Point-per-instance localization data:
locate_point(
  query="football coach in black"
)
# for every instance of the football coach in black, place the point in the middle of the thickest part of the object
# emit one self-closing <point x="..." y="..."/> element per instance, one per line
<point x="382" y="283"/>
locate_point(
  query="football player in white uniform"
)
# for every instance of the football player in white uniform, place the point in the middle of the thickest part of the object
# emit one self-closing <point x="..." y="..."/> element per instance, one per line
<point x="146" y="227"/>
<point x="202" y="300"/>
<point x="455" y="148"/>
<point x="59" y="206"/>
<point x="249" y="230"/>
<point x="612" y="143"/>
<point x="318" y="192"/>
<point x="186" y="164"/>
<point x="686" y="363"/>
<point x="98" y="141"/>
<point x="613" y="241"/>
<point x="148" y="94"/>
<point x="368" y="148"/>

◆ **Exercise instructions**
Work out how many lines of the data above contain the string "coach" and give the number alone.

◆ **Problem solution**
2